** Stored rows **
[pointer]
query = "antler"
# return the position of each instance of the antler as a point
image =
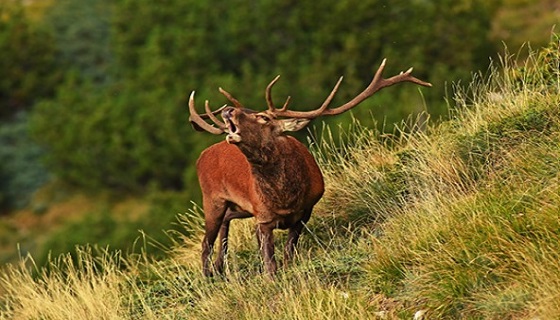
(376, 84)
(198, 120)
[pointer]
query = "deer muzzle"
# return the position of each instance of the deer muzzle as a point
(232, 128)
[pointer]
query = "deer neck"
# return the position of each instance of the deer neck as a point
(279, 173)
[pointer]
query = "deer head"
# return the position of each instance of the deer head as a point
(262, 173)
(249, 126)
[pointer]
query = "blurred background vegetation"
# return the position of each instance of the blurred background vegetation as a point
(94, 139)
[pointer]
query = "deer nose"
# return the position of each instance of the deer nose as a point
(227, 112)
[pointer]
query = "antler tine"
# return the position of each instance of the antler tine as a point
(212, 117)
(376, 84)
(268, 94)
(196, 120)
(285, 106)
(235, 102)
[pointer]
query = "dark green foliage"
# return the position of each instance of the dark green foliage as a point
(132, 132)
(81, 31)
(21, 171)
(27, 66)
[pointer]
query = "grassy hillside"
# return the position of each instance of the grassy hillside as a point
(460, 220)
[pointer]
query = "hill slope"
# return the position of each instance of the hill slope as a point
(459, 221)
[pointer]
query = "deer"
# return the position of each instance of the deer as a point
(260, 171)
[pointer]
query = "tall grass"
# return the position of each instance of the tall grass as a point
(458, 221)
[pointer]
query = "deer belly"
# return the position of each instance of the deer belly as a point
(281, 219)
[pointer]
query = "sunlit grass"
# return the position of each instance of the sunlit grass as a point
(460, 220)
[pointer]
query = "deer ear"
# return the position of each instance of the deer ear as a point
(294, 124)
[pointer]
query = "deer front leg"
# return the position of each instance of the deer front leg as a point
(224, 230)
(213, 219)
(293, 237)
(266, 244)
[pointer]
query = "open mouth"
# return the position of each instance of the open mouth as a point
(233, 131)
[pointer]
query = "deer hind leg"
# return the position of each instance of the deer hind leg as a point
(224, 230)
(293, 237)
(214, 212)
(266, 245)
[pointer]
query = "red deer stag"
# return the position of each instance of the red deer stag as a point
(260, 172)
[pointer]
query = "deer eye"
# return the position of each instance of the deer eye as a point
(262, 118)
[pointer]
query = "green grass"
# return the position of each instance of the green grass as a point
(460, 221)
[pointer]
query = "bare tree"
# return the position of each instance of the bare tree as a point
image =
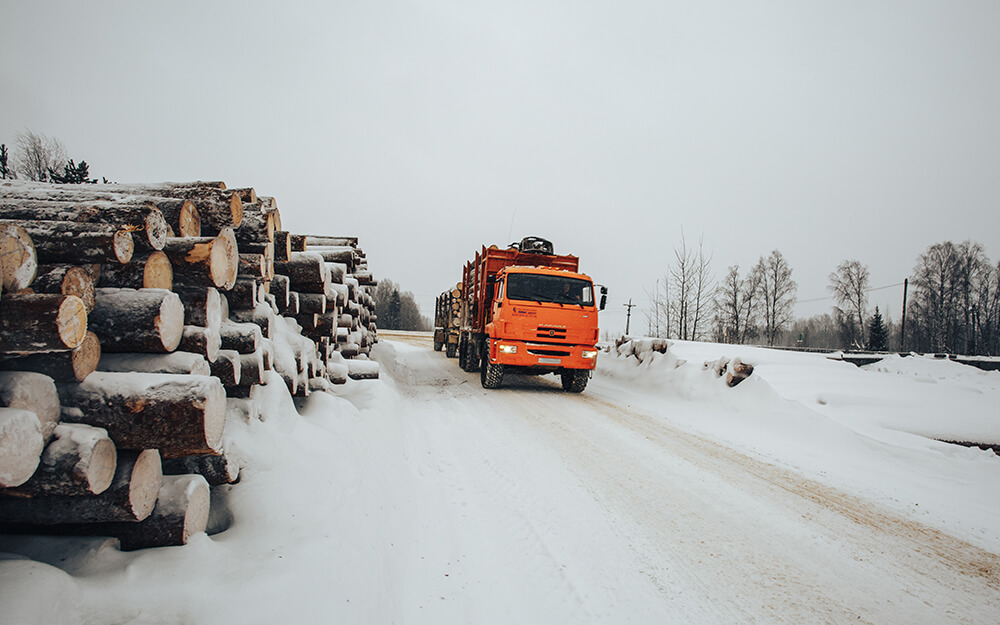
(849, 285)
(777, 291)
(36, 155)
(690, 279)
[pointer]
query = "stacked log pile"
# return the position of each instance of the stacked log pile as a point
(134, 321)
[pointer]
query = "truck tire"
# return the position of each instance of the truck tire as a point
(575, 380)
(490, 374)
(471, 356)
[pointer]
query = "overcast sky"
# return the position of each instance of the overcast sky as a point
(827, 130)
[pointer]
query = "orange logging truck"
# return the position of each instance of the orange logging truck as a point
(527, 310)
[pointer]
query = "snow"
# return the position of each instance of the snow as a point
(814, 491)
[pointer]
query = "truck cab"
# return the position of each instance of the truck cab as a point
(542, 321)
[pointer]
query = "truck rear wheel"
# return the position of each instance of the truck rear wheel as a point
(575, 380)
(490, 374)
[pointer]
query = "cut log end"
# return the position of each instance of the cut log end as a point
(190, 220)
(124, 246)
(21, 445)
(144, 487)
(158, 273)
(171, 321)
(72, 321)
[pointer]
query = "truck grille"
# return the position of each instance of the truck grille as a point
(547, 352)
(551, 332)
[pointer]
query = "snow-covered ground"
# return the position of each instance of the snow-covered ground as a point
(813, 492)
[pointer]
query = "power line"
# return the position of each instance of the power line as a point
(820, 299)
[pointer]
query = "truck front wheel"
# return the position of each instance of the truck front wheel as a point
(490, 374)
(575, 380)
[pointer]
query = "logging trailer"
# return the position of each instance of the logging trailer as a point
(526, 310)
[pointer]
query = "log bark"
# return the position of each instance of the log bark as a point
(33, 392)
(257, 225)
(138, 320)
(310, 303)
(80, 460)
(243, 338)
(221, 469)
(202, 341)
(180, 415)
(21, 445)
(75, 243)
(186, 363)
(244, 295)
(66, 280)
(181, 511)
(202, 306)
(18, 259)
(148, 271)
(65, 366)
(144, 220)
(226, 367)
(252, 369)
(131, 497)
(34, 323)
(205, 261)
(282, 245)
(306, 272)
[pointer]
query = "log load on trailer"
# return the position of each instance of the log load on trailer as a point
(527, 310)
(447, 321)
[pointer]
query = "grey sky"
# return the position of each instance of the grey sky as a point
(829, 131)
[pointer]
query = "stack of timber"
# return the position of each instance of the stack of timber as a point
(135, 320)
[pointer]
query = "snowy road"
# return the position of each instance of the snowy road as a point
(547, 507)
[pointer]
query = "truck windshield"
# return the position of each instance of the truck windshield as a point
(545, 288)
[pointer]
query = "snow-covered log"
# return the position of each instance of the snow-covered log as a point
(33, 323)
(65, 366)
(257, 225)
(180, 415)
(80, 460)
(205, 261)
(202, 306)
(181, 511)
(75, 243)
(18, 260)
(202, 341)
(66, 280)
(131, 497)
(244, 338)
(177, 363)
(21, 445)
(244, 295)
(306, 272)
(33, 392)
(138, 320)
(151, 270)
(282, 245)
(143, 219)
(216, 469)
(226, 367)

** Objective **
Reproduce all of the data exactly, omitting each picture it holds.

** Solution to this exercise **
[pointer]
query = "antler"
# return the position of each instance of the antler as a point
image =
(376, 84)
(198, 120)
[pointer]
query = "deer muzzle"
# return the position of each instance of the deer muzzle as a point
(232, 128)
[pointer]
query = "deer neck"
# return the position of each instance of the deer neck as a point
(279, 173)
[pointer]
query = "deer head"
# return the position of each instance of the deer head as a point
(262, 173)
(249, 126)
[pointer]
query = "blurred background vegetation"
# return the position of each instance of the blurred background vegetation as a point
(94, 139)
[pointer]
query = "deer nose"
# return the position of each instance of the deer nose as a point
(227, 112)
[pointer]
query = "antler tine"
# return the position of each instance of the antler tine as a point
(212, 117)
(376, 84)
(268, 94)
(196, 120)
(285, 106)
(235, 102)
[pointer]
query = "dark green foliage"
# return the position of each instance of the dark green foliage as a point
(132, 132)
(81, 31)
(21, 171)
(27, 66)
[pointer]
query = "grassy hillside"
# return the position of each instance of the grassy hillside as a point
(460, 220)
[pointer]
query = "hill slope"
# return the position of each instance of the hill slope as a point
(459, 221)
[pointer]
query = "deer"
# return the position of each instance of the deer as a point
(260, 171)
[pointer]
query = "tall grass"
# return the position of each instance of the tall grass as a point
(458, 221)
[pointer]
query = "deer belly"
# return the position of each instance of the deer belly as a point
(281, 219)
[pointer]
query = "sunlit grass"
# return the position of each instance of the sunlit grass as a point
(460, 220)
[pointer]
query = "deer ear"
# return the position of each instance of the deer ear as a point
(294, 124)
[pointer]
query = "deer front leg"
# return the position of each instance of the deer front leg as a point
(224, 230)
(213, 219)
(293, 237)
(266, 244)
[pointer]
query = "open mouth"
# return the position of each instance of the open mouth as a point
(233, 131)
[pointer]
query = "deer hind leg"
# return the position of each instance of the deer hind leg as a point
(224, 230)
(293, 237)
(214, 212)
(266, 245)
[pointer]
query = "red deer stag"
# return the position of each instance of the red deer stag as a point
(260, 172)
[pointer]
query = "deer eye"
# return the position of each instance of the deer eye as a point
(262, 118)
[pointer]
query = "green grass"
# return the position of each instance of the green grass as a point
(460, 221)
[pointer]
query = "bare tree"
# return the position of each instance of the bare tree as a point
image =
(849, 285)
(777, 291)
(36, 155)
(690, 279)
[pointer]
query = "stacked log pile"
# return the position of each instance of the stacked log pile as a point
(134, 321)
[pointer]
query = "truck tire"
# return the position of each instance of the truck tire as a point
(575, 380)
(490, 374)
(471, 356)
[pointer]
query = "overcast sky"
# return the position of each instance of the overcast sky as a point
(827, 130)
[pointer]
query = "orange logging truck"
# return the position of each instance of the orange logging truck as a point
(527, 310)
[pointer]
query = "snow"
# return the position of each instance of the snow as a point
(814, 491)
[pointer]
query = "truck cab"
# return the position of each instance of the truck cab as a point
(542, 321)
[pointer]
query = "truck rear wheel"
# return the position of each instance of the truck rear wheel as a point
(575, 380)
(490, 374)
[pointer]
query = "cut log end"
# return the position of each instance of the cut log end as a point
(190, 220)
(124, 246)
(21, 445)
(144, 487)
(158, 273)
(171, 321)
(72, 321)
[pointer]
query = "truck grille"
# return the position of each instance of the truck grille as a point
(547, 352)
(551, 332)
[pointer]
query = "snow-covered ground"
# return the position of each instance of the snow-covered ground as a point
(813, 492)
[pointer]
query = "power line"
# return the position of each instance of the power line as a point
(820, 299)
[pointer]
query = "truck front wheel"
# return the position of each instance of the truck front wheel as a point
(490, 374)
(575, 380)
[pointer]
query = "logging trailer"
# return the position of each instance of the logging trailer as a point
(526, 310)
[pointer]
query = "log bark"
# return the position of each instance of the log bark as a point
(33, 392)
(257, 225)
(138, 320)
(310, 303)
(80, 460)
(243, 338)
(221, 469)
(202, 341)
(180, 415)
(21, 445)
(75, 243)
(186, 363)
(244, 295)
(66, 280)
(181, 511)
(202, 306)
(18, 259)
(148, 271)
(65, 366)
(144, 220)
(226, 367)
(252, 369)
(131, 497)
(34, 323)
(205, 261)
(282, 245)
(306, 272)
[pointer]
query = "log load on trailer"
# return the position of each instance of the log load on trailer as a point
(527, 310)
(447, 321)
[pointer]
query = "grey sky"
# return the position of each instance of the grey sky as a point
(829, 131)
[pointer]
query = "stack of timber"
# return the position of each instance of the stack of timber as a point
(135, 320)
[pointer]
query = "snowy road"
# return the position of each instance of the snowy road as a point
(547, 507)
[pointer]
query = "truck windshield"
# return the position of each instance of the truck windshield as a point
(545, 288)
[pointer]
query = "snow-covered log"
# return the position of each instance of the snow-covered log as a point
(33, 323)
(65, 366)
(257, 225)
(180, 415)
(80, 460)
(205, 261)
(202, 306)
(181, 511)
(75, 243)
(18, 260)
(202, 341)
(66, 280)
(131, 497)
(244, 338)
(177, 363)
(21, 445)
(244, 295)
(306, 272)
(33, 392)
(138, 320)
(151, 270)
(282, 245)
(143, 219)
(216, 469)
(226, 367)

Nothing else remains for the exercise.